The vertical component of the acceleration of a sailplane is zero when the air pushes up against its wings with a force of \(3.0 \mathrm{kN}\). (a) Assuming that the only forces on the sailplane are that due to gravity and that due to the air pushing against its wings, what is the gravitational force on the Earth due to the sailplane? (b) If the wing stalls and the upward force decreases to \(2.0 \mathrm{kN}\) what is the acceleration of the sailplane?

Short Answer

Expert verified
Answer: The gravitational force acting on the sailplane is 3000 N. When the upward force decreases to 2000 N (2.0 kN), the acceleration of the sailplane is approximately 3.27 m/s² downward.

Step by step solution

01

Identify the given information and variables

For the first part of the exercise, we are given that the upward force due to air pushing against the sailplane's wings is \(3.0\mathrm{kN}\). We will call this force \(F_{air}\). We need to find the gravitational force, which we will call \(F_g\). For the second part, when the wing stalls, the upward force decreases to \(2.0\mathrm{kN}\). We will call this force \(F'_{air}\). We need to find the acceleration of the sailplane, which we will call \(a'\).
02

Calculate the gravitational force on the sailplane

When the vertical component of the acceleration of the sailplane is zero, the upward force due to air pushing against the wings equals the gravitational force. We can write this as: \(F_{air} = F_{g}\) Now, we can substitute the given value of the air force, \(3.0\mathrm{kN} = F_{g}\) So, the gravitational force on the sailplane is \(F_{g} = 3.0\mathrm{kN}\).

Raw records –

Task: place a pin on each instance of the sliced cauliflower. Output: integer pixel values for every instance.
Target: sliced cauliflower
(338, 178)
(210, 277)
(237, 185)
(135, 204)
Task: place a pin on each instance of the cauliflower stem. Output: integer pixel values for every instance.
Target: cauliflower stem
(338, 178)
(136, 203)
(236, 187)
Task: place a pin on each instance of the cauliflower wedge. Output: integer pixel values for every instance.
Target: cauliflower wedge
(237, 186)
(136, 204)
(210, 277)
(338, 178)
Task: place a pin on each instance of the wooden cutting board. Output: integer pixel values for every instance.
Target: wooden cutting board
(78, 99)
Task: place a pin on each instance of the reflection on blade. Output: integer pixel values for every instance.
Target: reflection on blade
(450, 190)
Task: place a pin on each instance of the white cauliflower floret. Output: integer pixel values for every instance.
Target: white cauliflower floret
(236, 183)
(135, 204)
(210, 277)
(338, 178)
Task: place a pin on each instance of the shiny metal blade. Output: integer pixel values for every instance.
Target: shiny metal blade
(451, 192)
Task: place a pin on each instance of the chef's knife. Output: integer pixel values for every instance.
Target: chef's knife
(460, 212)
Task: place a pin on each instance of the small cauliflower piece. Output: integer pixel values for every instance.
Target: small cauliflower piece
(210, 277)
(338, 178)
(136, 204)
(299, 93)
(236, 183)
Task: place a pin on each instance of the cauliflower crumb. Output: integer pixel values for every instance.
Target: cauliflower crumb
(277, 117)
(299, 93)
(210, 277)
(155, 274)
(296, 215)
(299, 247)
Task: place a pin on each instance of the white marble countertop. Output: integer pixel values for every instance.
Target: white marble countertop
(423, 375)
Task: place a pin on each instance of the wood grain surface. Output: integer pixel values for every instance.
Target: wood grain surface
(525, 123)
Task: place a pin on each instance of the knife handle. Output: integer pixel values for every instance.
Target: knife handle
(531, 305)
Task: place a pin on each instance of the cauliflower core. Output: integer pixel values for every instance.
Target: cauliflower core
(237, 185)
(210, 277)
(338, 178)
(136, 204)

Work instructions –
**a)** Check each statement against the sailplane solution and say whether it agrees. Answer yes or no for each, and quote the exact words from the text that decide it.
(i) After the wing stalls, the sailplane's acceleration is about 3.27 m/s² upward.
(ii) When the sailplane's vertical acceleration is zero, the upward push of the air on the wings equals the gravitational force.
(iii) After the stall, the upward force is 2000 N.
**b)** Copy word for word the part of the sailplane solution that begins at "For the first" and ends after "will call \(a'\).".
**c)** Pick up the sailplane solution where it stops and keep writing it.

Answers by task –
**a)**
(i) No: "the acceleration of the sailplane is approximately 3.27 m/s² downward."
(ii) Yes: "the upward force due to air pushing against the wings equals the gravitational force."
(iii) Yes: "When the upward force decreases to 2000 N (2.0 kN)"

**b)**
For the first part of the exercise, we are given that the upward force due to air pushing against the sailplane's wings is \(3.0\mathrm{kN}\). We will call this force \(F_{air}\). We need to find the gravitational force, which we will call \(F_g\). For the second part, when the wing stalls, the upward force decreases to \(2.0\mathrm{kN}\). We will call this force \(F'_{air}\). We need to find the acceleration of the sailplane, which we will call \(a'\).

**c)**
03

Convert the gravitational force to Newtons

Since we are dealing with force in kN and want to find the acceleration in m/s², we should convert the force to Newtons. We can do this by multiplying by 1000. \(F_{g} = 3.0\mathrm{kN} \times 1000 = 3000\mathrm{N}\) So, the gravitational force is \(3000\mathrm{N}\).
04

Calculate the mass of the sailplane

We can find the mass of the sailplane using the gravitational force and the acceleration due to gravity, \(g = 9.81\mathrm{m/s^2}\). We can use the formula: \(F_{g} = m \times g\) Substituting the values, we get, \(3000\mathrm{N} = m \times 9.81\mathrm{m/s^2}\) Now, solve for the mass, \(m\): \(m = \frac{3000\mathrm{N}}{9.81\mathrm{m/s^2}}= 306.01\mathrm{kg}\) So, the mass of the sailplane is approximately \(306.01\mathrm{kg}\).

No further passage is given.